## Exercise brief
Could you restate the entries word for word, without the images?

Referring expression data
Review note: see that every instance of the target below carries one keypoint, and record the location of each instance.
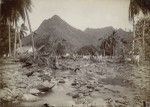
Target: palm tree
(135, 7)
(11, 10)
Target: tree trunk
(32, 38)
(143, 40)
(133, 44)
(15, 42)
(9, 37)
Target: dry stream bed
(75, 83)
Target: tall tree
(135, 7)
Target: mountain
(56, 31)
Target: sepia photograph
(74, 53)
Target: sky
(82, 14)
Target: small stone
(74, 83)
(30, 98)
(62, 81)
(76, 95)
(34, 91)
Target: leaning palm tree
(135, 7)
(11, 9)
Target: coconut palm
(11, 10)
(135, 7)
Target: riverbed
(94, 83)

## Exercise solution
Review note: see that every instance of the target below carries one keypoint, and record the location of each instance.
Target: palm tree
(135, 7)
(11, 10)
Target: tree trunk
(32, 38)
(143, 40)
(133, 44)
(15, 42)
(9, 37)
Target: dry stream bed
(75, 83)
Target: tall tree
(135, 7)
Target: mountain
(56, 31)
Target: sepia photograph
(74, 53)
Target: sky
(82, 14)
Target: small stone
(74, 83)
(30, 98)
(62, 81)
(76, 95)
(34, 91)
Target: leaning palm tree
(135, 7)
(11, 9)
Target: coconut palm
(11, 10)
(135, 7)
Target: riverbed
(94, 83)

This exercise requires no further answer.